WHAT YOU NEED TO DO »
Return each line of the records that contains the string "shadow", unchanged. Matching is case-sensitive.

........

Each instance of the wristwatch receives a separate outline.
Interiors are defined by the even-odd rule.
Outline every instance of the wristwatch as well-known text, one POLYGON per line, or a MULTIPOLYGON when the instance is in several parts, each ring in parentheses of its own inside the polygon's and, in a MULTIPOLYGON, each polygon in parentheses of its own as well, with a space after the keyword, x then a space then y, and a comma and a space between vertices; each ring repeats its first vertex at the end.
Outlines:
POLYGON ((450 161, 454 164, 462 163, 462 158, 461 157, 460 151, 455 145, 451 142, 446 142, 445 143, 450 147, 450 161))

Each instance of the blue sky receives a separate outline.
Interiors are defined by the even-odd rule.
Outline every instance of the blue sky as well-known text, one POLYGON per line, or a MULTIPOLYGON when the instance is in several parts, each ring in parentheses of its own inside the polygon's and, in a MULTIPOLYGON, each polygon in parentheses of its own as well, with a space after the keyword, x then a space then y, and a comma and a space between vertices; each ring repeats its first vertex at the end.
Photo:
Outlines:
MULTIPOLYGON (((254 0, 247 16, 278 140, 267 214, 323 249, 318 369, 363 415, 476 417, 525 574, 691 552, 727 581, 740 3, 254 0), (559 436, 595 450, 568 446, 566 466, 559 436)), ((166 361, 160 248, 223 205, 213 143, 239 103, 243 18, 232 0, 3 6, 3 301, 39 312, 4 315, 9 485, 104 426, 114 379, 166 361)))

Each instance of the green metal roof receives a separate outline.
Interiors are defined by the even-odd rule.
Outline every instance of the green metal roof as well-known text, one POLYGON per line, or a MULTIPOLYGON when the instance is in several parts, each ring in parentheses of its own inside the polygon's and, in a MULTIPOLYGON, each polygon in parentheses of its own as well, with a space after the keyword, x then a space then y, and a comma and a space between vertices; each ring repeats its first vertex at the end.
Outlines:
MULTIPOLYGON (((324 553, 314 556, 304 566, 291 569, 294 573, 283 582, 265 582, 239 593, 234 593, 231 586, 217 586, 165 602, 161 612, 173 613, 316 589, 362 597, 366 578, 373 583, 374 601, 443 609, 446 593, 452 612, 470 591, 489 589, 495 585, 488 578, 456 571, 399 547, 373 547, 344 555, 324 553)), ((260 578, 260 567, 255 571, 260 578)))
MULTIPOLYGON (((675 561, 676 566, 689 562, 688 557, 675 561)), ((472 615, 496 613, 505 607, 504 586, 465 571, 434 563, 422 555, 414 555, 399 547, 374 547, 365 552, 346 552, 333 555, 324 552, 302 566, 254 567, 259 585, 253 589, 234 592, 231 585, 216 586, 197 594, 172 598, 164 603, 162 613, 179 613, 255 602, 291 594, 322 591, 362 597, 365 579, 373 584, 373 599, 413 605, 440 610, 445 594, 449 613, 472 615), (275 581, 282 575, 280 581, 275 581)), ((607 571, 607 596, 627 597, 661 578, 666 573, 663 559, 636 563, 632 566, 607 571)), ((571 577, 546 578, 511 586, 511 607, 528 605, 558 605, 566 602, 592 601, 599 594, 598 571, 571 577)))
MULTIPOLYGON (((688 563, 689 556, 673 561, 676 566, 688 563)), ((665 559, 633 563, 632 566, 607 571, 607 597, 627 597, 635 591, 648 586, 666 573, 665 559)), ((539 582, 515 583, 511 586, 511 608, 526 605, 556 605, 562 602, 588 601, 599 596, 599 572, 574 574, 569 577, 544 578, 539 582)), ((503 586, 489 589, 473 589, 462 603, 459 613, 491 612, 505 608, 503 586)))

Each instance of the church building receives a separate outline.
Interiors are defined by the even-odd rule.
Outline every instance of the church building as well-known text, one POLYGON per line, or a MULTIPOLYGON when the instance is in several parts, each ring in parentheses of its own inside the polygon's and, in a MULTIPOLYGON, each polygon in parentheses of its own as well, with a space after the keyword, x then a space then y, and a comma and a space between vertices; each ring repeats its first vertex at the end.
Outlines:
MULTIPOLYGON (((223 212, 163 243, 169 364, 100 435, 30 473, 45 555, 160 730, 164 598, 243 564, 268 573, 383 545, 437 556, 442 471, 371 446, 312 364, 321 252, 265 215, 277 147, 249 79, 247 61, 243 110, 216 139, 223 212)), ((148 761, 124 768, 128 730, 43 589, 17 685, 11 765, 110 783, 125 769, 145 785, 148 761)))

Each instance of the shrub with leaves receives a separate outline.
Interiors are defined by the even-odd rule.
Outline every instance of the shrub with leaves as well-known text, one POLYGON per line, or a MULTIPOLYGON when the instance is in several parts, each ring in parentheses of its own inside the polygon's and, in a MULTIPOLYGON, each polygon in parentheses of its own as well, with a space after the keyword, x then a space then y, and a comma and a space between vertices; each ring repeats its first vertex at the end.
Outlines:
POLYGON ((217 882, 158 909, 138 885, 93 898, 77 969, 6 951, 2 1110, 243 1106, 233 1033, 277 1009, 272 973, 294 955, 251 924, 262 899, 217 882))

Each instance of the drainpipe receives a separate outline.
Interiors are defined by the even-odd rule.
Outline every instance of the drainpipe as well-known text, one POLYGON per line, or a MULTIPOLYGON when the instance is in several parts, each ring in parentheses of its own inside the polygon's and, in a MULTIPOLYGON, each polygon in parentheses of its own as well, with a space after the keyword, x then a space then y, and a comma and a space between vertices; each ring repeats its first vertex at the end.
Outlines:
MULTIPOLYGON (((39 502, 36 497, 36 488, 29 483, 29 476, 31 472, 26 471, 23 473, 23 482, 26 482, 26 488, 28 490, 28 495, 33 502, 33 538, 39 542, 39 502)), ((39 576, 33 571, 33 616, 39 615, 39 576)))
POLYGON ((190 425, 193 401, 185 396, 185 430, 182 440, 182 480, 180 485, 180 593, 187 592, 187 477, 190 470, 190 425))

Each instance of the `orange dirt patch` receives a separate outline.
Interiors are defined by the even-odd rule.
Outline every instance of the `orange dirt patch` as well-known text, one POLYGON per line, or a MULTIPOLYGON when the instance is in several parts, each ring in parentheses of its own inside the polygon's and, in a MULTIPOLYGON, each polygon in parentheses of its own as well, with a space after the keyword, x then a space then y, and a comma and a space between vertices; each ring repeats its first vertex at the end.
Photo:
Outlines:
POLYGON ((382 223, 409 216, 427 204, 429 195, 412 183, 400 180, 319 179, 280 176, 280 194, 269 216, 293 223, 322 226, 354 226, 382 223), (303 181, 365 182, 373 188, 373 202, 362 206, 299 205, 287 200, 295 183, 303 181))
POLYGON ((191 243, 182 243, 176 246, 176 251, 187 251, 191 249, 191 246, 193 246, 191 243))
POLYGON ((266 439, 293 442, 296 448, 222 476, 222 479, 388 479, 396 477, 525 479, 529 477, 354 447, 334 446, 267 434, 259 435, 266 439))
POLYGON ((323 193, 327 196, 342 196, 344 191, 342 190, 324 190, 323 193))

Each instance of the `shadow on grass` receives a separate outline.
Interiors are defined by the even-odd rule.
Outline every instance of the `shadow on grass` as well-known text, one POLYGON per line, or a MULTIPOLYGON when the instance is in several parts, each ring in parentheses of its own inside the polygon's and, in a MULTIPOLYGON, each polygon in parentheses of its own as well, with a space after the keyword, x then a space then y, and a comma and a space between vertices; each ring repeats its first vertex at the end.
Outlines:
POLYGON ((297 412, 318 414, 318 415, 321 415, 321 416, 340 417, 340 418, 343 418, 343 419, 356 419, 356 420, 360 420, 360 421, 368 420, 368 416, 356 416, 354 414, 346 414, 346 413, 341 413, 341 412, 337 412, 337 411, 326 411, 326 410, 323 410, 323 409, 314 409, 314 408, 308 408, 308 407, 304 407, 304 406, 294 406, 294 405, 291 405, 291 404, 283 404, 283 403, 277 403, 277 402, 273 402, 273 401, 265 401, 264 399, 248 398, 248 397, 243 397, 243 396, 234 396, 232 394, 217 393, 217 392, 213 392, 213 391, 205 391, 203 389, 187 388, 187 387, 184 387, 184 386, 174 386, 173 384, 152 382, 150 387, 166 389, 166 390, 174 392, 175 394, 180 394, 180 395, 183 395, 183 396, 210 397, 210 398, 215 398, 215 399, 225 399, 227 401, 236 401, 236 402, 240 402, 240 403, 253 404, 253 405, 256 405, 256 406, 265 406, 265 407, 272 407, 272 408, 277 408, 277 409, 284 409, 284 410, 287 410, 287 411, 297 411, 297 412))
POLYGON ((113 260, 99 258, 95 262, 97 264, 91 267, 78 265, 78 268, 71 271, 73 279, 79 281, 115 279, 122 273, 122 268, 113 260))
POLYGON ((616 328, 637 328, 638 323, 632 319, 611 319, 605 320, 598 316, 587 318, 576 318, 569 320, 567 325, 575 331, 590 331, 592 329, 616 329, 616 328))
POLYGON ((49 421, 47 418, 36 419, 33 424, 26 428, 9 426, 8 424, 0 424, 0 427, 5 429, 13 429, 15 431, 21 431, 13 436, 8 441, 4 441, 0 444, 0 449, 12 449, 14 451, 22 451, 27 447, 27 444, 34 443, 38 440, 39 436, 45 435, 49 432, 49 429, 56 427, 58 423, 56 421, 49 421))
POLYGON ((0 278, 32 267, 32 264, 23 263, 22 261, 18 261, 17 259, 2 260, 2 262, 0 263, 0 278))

........

SOLUTION TO THIS EXERCISE »
Each instance of the `shadow on grass` receives a separate outline.
Outline every instance of the `shadow on grass` as well-known text, one POLYGON per line, or a MULTIPOLYGON when the instance is in several parts, each ring in parentheses of its own inside the polygon's and, in a MULTIPOLYGON, each polygon in parentheses of its own as well, with a space after the keyword, x then a space then y, and a comma and a space between vertices; each ring repeats its first vertex at the end.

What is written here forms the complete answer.